START Provided records
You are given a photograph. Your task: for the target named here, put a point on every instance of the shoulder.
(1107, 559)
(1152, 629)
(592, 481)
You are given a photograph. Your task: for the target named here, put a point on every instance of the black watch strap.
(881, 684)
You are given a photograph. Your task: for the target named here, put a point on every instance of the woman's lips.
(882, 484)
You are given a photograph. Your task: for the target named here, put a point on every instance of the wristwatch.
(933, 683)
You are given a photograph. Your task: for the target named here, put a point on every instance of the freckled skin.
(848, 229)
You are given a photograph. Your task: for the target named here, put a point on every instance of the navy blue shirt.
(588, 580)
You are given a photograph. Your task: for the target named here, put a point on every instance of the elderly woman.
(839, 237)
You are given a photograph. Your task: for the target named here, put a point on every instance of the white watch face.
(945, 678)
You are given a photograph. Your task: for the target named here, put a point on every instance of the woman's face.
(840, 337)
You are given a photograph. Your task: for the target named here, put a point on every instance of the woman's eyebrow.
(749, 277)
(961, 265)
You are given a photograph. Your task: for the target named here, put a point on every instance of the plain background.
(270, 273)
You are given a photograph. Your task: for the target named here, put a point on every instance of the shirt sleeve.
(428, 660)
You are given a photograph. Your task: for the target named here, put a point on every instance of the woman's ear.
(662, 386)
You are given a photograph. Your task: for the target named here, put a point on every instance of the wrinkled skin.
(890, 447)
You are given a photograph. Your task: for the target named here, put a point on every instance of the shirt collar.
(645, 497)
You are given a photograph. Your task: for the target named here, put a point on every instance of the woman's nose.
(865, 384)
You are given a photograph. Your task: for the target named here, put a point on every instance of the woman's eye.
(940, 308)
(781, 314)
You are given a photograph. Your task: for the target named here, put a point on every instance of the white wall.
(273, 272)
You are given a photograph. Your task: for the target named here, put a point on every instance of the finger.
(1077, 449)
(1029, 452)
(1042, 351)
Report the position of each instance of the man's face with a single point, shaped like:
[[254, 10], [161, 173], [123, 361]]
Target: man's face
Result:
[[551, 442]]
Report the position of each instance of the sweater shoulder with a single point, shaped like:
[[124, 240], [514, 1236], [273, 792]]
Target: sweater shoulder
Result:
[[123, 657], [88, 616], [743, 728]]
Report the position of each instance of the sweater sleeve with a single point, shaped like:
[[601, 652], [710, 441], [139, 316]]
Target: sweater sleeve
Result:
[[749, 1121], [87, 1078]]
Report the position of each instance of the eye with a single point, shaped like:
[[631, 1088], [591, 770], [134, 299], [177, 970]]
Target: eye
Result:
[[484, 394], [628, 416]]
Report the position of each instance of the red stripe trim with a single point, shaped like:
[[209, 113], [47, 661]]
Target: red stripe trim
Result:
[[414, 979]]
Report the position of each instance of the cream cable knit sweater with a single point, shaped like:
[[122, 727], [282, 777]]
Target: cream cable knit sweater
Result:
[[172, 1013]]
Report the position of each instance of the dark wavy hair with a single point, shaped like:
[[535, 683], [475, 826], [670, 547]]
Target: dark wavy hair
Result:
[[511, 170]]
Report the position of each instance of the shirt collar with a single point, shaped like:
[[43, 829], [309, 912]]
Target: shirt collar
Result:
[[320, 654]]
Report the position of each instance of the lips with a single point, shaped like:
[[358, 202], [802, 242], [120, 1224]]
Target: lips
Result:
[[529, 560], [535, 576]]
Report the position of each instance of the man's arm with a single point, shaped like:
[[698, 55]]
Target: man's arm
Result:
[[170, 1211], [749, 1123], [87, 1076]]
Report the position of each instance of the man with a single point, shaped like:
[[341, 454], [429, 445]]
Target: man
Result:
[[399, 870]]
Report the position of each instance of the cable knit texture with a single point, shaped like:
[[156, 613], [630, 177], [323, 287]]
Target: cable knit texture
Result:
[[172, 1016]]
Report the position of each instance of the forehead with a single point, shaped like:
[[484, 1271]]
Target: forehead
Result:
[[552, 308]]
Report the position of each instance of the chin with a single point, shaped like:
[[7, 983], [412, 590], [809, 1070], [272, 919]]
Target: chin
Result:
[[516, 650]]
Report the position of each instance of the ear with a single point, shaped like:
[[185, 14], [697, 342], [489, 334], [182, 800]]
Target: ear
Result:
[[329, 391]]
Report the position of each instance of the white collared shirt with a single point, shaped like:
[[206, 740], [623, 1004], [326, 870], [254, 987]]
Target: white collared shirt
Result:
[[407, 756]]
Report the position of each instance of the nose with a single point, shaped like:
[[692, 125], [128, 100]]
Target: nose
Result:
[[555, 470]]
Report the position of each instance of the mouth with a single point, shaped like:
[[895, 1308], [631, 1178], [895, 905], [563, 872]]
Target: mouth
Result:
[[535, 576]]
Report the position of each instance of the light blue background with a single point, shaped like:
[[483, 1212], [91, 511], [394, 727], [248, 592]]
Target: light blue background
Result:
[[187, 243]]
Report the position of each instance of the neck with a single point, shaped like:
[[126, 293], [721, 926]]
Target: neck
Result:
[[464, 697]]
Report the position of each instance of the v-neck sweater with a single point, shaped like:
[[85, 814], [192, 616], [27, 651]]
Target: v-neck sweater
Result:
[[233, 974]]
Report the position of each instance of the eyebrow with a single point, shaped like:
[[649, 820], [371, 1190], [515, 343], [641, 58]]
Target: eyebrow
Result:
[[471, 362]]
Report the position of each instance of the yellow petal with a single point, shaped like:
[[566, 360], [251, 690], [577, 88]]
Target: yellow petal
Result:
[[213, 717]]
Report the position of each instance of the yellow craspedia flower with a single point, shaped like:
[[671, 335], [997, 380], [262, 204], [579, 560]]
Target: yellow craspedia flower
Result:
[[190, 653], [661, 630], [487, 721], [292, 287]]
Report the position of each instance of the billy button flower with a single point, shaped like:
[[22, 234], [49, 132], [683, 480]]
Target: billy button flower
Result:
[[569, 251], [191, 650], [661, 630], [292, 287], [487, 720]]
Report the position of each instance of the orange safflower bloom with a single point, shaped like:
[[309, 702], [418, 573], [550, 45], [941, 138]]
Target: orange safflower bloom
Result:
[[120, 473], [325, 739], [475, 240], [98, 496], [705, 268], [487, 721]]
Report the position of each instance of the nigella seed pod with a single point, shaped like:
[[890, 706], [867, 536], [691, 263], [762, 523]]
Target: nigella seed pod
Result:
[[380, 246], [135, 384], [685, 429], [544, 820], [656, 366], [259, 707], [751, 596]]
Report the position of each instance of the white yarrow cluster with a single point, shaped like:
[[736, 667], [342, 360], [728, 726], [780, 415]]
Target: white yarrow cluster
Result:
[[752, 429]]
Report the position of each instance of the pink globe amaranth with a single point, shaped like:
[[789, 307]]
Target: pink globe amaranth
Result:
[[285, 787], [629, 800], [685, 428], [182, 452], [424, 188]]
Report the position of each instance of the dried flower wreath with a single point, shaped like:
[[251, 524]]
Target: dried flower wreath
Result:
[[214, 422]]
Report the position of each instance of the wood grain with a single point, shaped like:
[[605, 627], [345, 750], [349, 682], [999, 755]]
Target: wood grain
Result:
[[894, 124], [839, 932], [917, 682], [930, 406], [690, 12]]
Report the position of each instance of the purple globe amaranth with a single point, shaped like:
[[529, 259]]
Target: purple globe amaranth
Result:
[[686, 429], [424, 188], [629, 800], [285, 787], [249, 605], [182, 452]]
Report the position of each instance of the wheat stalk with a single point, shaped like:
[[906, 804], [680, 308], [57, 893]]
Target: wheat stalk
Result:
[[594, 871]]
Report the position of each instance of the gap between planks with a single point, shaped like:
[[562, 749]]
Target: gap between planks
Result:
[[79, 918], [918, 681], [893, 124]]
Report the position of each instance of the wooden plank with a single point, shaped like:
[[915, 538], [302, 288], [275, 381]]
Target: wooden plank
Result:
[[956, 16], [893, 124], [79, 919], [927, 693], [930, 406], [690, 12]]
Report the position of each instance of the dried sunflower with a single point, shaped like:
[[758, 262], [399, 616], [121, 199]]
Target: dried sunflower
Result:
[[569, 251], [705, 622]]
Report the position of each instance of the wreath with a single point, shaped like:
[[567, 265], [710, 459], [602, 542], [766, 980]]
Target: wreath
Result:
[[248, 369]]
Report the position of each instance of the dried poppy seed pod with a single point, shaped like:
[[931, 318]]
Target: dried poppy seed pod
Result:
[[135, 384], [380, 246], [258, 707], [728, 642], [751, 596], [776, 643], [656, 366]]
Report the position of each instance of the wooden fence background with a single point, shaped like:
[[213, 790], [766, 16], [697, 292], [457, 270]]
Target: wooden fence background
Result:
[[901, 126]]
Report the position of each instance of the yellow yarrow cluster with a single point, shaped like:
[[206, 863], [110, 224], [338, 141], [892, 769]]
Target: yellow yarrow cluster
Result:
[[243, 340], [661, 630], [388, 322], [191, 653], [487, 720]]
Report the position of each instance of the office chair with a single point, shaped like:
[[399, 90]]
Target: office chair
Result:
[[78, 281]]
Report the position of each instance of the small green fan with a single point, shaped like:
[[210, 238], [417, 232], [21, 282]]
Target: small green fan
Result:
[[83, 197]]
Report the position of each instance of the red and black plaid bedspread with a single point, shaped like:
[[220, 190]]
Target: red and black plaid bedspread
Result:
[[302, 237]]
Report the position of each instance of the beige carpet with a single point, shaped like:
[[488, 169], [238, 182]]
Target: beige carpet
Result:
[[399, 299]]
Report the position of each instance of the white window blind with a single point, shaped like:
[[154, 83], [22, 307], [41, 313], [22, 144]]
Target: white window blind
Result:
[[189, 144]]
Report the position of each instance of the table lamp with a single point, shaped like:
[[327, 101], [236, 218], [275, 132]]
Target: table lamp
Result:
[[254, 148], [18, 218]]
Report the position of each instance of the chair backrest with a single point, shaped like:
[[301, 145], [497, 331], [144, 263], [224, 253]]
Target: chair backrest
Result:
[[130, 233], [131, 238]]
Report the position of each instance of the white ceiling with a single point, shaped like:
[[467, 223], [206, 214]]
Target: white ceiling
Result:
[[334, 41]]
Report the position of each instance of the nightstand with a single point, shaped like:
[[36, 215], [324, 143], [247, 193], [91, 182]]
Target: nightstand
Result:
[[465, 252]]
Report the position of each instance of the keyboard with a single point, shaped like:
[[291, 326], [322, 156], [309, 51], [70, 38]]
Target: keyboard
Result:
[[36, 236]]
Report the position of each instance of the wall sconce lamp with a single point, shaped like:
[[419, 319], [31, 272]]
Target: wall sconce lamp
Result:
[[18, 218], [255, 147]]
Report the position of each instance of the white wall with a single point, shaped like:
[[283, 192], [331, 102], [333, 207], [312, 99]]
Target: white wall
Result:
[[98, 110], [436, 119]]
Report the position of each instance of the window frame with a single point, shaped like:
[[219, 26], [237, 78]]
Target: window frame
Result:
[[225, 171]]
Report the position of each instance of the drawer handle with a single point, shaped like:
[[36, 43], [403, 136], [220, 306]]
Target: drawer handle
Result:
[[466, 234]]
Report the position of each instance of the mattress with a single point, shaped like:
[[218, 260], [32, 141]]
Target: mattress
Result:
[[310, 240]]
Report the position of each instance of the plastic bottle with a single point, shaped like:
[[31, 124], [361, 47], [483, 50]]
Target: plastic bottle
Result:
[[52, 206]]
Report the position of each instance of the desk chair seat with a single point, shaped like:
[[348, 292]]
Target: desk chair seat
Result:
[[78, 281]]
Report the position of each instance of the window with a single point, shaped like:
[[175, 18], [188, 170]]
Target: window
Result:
END Provided records
* Task
Put the lines of the entries above into a Markdown table with the columns "Row" and "Line". Start with the line containing "the wrinkled skin." and continue through the line containing "[[749, 1121], [87, 1078]]", leaving out any blank lines.

* Result of this exercise
| Row | Line |
|---|---|
| 1 | You are given a photograph. Your task: for the target named here, put a point on every instance of the wrinkled skin. |
| 2 | (890, 447) |
| 3 | You are given a photograph. Your task: for the target named here, put a point on every instance of the shirt collar. |
| 4 | (645, 497) |
| 5 | You are given a photograph. Your task: for the target named here, put a point on every instance of the woman's nose. |
| 6 | (865, 384) |
| 7 | You are given a photograph. Your task: for the target named here, put a point on every instance of the woman's eye. |
| 8 | (940, 308) |
| 9 | (781, 314) |
| 10 | You are given a photograph. Your task: for the target named here, put a point on every instance of the white wall. |
| 11 | (273, 272) |
| 12 | You are given a photograph. Your task: for the target named here, put a point on every instance of the finger. |
| 13 | (1077, 449) |
| 14 | (1029, 452) |
| 15 | (1042, 351) |
| 16 | Report the position of each instance of the man's face with a single point, shaped like: |
| 17 | [[254, 10], [161, 173], [123, 361]] |
| 18 | Target: man's face |
| 19 | Result: |
| 20 | [[551, 442]] |
| 21 | Report the position of each instance of the sweater shoulder with a single point, shaped like: |
| 22 | [[124, 240], [514, 1236], [273, 792]] |
| 23 | Target: sweater shoulder |
| 24 | Result: |
| 25 | [[123, 657], [88, 616], [743, 728]] |
| 26 | Report the position of each instance of the sweater sleeve with a single point, shaped like: |
| 27 | [[601, 652], [710, 441], [139, 316]] |
| 28 | Target: sweater sleeve |
| 29 | Result: |
| 30 | [[749, 1121], [87, 1078]] |